Problem description >> In the message on transmitter output constraints, at what location is the TX output v(t) defined?

Supplied text >>
** start **
This is not quite "compliance channel", but does it address your
issues?


+-----------+             +----------------+
| TX PMD    | v(t)        |Standard range  |
| device    +------------>| of test load   |
+-----------+    \        +----------------+
                  \
                   \    +--------+     +-------------+
                    --->| G(s)   +---->| time-domain |
                        +--------+     |  template   |
                                       +-------------+

The principles:
(1) TX output v(t) is being constrained by the spec. This is
     defined at the physical connector (interop point)
(2) The constraint on v(t) is expressed as a temporal template
     applied *after* a linear filter
(3) As a design spec, the constraint should be met over a
     full range of legal test loads and legal test signals
(4) As a conformance test, perhaps one test signal (the
     low freq pulse already proposed) and two limit conditions
     on test load are satisfactory.

G(s) is a complex frequency response function which we need to make
up in committee. It need not exactly model a feasible (or nominal)
channel. In fact, if G(s) is optimized for the purpose of ensuring
interoperability without overspecifying, it may deviate quite a
bit from real channel characteristics. 

In any case, let's make sure that we recognize a design spec and
a conformance test are ideally based on the same model but are
*two different things*.
** end **
Data excerpt >>
** start **
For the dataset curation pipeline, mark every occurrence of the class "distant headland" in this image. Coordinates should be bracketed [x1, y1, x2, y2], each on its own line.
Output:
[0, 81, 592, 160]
** end **
Response to this task >> At the physical connector (the interop point).